**Problem description:**
Lay out every line of the records below as a Markdown table with the columns Row and Line, numbering each row and skipping blank lines. Leave the pictures out of your table.

**Stored rows:**
○ ○ ○ ○ ○ ○ ○

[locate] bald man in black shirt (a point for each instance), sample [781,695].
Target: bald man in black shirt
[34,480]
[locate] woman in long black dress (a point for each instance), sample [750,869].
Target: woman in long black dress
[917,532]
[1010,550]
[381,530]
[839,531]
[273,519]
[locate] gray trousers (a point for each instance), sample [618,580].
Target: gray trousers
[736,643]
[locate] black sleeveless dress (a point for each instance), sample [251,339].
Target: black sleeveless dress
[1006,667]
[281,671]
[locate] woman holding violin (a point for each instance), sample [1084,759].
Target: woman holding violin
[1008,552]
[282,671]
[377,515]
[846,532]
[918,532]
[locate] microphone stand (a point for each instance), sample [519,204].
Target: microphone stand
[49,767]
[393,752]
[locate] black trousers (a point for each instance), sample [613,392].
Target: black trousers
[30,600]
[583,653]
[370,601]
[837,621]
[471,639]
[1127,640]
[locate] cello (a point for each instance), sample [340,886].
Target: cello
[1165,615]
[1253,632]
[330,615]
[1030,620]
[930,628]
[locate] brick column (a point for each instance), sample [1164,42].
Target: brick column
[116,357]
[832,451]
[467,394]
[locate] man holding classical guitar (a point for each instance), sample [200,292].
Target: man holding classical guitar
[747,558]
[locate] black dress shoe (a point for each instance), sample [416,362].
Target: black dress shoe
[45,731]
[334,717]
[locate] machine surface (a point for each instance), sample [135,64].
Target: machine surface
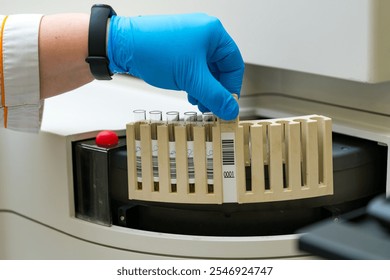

○ ○ ○ ○ ○ ○ ○

**Solution to the exercise:**
| Row | Line |
|---|---|
| 1 | [locate] bald man in black shirt (a point for each instance), sample [781,695]. |
| 2 | Target: bald man in black shirt |
| 3 | [34,480] |
| 4 | [locate] woman in long black dress (a point for each instance), sample [750,869]. |
| 5 | Target: woman in long black dress |
| 6 | [917,532] |
| 7 | [1010,550] |
| 8 | [381,530] |
| 9 | [839,531] |
| 10 | [273,519] |
| 11 | [locate] gray trousers (a point for each instance), sample [618,580]. |
| 12 | Target: gray trousers |
| 13 | [736,643] |
| 14 | [locate] black sleeveless dress (a point for each instance), sample [251,339]. |
| 15 | Target: black sleeveless dress |
| 16 | [1006,667] |
| 17 | [281,671] |
| 18 | [locate] woman holding violin (a point for each instance), sample [1084,759]. |
| 19 | Target: woman holding violin |
| 20 | [1008,552] |
| 21 | [282,671] |
| 22 | [377,515] |
| 23 | [846,532] |
| 24 | [918,532] |
| 25 | [locate] microphone stand (a point for each instance), sample [519,204]. |
| 26 | Target: microphone stand |
| 27 | [49,767] |
| 28 | [393,752] |
| 29 | [locate] black trousers (a point for each instance), sample [613,392]. |
| 30 | Target: black trousers |
| 31 | [30,600] |
| 32 | [583,653] |
| 33 | [370,601] |
| 34 | [837,621] |
| 35 | [471,639] |
| 36 | [1127,640] |
| 37 | [locate] cello (a point for each instance), sample [340,886]. |
| 38 | Target: cello |
| 39 | [1165,615] |
| 40 | [1253,632] |
| 41 | [330,615] |
| 42 | [1030,620] |
| 43 | [930,628] |
| 44 | [locate] brick column (a point for each instance), sample [1164,42]. |
| 45 | Target: brick column |
| 46 | [116,357] |
| 47 | [832,451] |
| 48 | [467,394] |
| 49 | [locate] man holding classical guitar (a point for each instance), sample [200,292]. |
| 50 | Target: man holding classical guitar |
| 51 | [747,558] |
| 52 | [locate] black dress shoe (a point for each instance), sample [416,362]. |
| 53 | Target: black dress shoe |
| 54 | [45,731] |
| 55 | [334,717] |
| 56 | [locate] machine surface (a point for each instance), sample [135,64]. |
| 57 | Target: machine surface |